**Extrait du document:**
********************
Voilà un livre d'une Sérénissime poésie, dans lequel les mots, les phrases se posent délicatement dans le sillage d'une gondole laissant un remous imperceptible dans l'onde provoquée, sur la lagune au temps
Une onde picturale et littéraire à la fois qui atteint l'inconscient du lecteur pour y laisser une marque aussi imperceptible que l'est le trait du pinceau sur la toile, que l'est la brume qui nimbe les canaux. Comme une persistance insidieuse mais tellement prégnante.

Ce qui rend l'oeuvre de Melania Mazzucco unique et précieuse, c'est une capacité narrative remarquable, combinée à une capacité considérable de pénétration psychologique de ses personnages et liée à un important travail de recherche documentaire, mené dans la ville et dans les archives de l'État, des paroisses et du Patriarcat, dans le but de reconstituer la biographie de Jacomo Robusti, dit Tintoretto,
Mais aussi une partie, certainement la moins connue de sa vie sa fille Marietta et les autres membres de la famille Robusti, afin de les libérer du silence qui les avait engloutis.
Comme elle nous le raconte dans la postface de l'édition italienne de 2021, l'auteure préfère « les excentriques, les éloignés de la culture officielle ou dominante, (...) les figures oubliées, qui avaient pourtant joui d'une certaine notoriété en leur temps ».

Tant de beauté, enfin, ne peut être qu'un rythme de soleil et de nuit, d'ombre et de lumière.
D'ombres et de lumières il en est question sous la magnifique plume de Melania Mazzucco...

Certaines images surgissent de l'ombre avec une mystérieuse synchronie au moment opportun, et viennent à la rencontre de nos pensées, elles les épousent et souvent les éclairent. Elles sont nichées depuis des lustres dans un recoin obscur, attendant l'occasion juste pour se donner à nous, et tout à coup nous les avons sous les yeux qui coïncident point pour point avec la question qui à cette seconde nous obsède : ou peut-être finalement est-ce nous, comme le prétendait Jung, qui allons puiser dans notre inconscient.
Ce fut le cas pour moi, la convergence de la couverture de cet ouvrage depuis longtemps sur les rayonnages de ma bibliothèque, couverture de l'édition française et italienne, qui ont fait resurgir l'image de cette maison Fondamenta dei Mori, 3399 et l'image, ou plutôt les peintures de l'Église de la Madonna dell'Orto. Et qui m'a poussé dans les bras de l'ange....
La persistance des choses et des lieux que nous avons
aimés me donne l'illusion qu'en eux aussi persistera une part de nous.
********************
**Données extraites:**
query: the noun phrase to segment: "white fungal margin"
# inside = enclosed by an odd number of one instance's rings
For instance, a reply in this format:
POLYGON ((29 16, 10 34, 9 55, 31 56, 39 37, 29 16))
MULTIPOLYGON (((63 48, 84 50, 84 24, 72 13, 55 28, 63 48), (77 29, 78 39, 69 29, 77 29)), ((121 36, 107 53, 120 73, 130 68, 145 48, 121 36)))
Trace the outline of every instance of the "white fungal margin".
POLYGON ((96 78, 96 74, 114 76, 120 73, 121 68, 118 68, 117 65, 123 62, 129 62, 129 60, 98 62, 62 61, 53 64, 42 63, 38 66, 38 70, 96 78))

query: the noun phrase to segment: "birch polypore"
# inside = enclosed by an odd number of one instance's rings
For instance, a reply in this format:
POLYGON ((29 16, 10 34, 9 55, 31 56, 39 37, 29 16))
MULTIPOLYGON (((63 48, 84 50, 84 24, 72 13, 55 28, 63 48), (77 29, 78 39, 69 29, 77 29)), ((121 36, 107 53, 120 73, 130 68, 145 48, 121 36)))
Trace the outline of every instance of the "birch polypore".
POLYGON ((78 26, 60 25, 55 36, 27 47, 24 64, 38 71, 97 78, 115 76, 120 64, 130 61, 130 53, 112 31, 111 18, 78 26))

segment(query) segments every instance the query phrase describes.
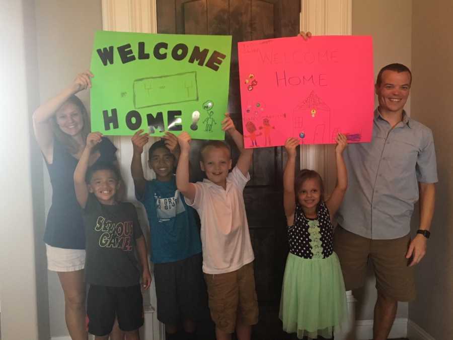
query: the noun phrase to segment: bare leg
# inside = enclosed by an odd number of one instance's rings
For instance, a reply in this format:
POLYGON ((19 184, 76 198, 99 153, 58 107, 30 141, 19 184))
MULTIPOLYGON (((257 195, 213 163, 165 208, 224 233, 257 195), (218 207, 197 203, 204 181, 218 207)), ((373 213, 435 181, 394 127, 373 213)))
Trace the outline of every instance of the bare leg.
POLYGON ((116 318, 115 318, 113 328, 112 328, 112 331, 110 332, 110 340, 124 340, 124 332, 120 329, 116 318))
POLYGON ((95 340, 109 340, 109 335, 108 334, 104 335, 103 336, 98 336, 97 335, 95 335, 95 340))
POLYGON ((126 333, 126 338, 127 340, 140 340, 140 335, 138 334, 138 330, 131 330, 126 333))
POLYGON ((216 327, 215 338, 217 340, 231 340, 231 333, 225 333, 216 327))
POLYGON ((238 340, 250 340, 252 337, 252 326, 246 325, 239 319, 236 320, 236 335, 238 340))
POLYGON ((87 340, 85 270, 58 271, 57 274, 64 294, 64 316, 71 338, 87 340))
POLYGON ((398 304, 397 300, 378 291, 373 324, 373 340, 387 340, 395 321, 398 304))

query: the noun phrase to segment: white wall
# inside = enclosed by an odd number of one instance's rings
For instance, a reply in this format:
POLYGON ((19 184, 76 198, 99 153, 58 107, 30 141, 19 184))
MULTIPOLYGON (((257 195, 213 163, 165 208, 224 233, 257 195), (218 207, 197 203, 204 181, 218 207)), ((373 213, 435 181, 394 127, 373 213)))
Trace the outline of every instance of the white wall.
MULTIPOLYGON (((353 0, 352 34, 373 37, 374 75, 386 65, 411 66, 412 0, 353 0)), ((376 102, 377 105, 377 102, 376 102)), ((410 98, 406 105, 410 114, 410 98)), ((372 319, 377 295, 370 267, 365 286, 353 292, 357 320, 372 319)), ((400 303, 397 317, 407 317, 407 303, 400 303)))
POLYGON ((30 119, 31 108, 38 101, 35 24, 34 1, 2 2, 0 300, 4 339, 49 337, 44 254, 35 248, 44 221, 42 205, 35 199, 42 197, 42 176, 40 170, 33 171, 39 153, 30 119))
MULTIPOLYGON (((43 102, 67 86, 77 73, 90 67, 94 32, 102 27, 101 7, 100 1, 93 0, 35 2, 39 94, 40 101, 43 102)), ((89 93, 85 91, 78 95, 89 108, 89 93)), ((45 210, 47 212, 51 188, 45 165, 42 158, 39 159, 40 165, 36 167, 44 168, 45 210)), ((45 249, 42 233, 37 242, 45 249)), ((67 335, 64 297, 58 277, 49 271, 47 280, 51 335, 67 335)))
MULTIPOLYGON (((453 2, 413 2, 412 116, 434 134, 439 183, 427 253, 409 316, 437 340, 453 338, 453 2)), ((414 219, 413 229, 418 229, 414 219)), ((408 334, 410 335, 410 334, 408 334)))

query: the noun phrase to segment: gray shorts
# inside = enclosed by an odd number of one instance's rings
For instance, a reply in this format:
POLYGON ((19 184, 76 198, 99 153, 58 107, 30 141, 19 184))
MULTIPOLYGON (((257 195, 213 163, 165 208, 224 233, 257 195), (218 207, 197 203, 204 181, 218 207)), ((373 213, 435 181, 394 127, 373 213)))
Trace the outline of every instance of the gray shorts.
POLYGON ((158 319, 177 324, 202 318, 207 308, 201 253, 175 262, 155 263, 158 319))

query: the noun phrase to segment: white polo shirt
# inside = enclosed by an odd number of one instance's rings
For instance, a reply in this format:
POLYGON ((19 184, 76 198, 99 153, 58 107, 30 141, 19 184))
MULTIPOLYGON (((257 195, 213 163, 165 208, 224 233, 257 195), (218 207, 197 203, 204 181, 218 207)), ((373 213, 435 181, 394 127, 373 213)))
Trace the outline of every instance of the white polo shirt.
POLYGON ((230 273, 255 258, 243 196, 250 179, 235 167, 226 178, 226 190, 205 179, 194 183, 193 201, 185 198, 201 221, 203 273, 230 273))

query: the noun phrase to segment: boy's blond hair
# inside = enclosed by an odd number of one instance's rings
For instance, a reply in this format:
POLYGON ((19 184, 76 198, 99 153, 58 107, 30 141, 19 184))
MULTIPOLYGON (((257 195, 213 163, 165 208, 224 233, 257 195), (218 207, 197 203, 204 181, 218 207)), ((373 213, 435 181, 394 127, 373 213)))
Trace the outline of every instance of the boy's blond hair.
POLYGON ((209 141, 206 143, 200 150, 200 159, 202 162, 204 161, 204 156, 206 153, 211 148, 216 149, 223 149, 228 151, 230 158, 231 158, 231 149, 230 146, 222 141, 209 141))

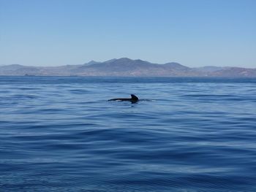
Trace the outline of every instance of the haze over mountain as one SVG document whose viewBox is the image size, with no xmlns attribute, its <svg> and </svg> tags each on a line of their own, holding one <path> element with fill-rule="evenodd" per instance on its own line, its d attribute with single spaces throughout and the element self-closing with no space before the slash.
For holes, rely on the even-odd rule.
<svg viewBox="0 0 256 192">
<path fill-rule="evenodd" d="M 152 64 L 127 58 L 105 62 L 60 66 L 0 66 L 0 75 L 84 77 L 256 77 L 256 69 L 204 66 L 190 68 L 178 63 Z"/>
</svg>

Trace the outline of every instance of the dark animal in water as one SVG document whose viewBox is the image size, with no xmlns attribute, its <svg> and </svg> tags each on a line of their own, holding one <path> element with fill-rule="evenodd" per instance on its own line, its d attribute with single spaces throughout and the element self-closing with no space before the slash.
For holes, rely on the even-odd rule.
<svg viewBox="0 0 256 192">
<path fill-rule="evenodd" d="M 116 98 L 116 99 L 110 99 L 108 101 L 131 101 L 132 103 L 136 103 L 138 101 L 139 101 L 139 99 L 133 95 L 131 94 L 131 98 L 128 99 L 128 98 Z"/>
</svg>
********************
**Exercice:** D'après l'extrait consacré au livre de Melania Mazzucco, dans quelles archives l'auteure a-t-elle mené ses recherches documentaires ? Les enregistrements proviennent d'une autre source.

**Réponse:** Dans les archives de l'État, des paroisses et du Patriarcat.